(Work to be completed):
Change "feather headdress" to "plumed headdress" throughout the listing below and reproduce every other line unchanged, leaving out the pictures.

(Record list):
***
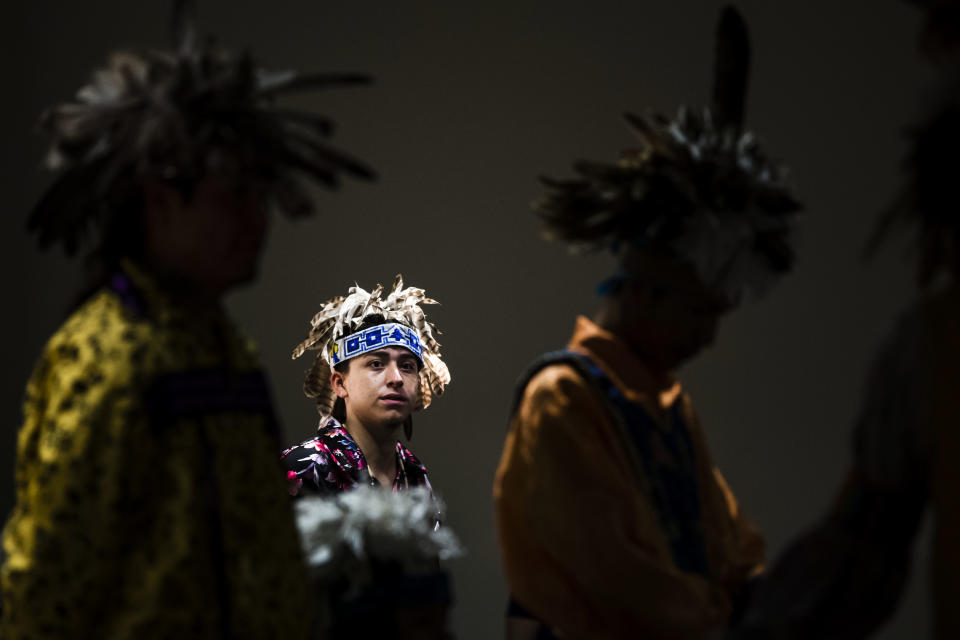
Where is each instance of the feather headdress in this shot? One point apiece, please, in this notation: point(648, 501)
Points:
point(177, 116)
point(698, 188)
point(343, 315)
***
(Solution to the problem):
Where is each instance of the plumed headdress in this shot? One point apiece, please, in this notation: point(648, 501)
Points:
point(177, 116)
point(698, 188)
point(343, 315)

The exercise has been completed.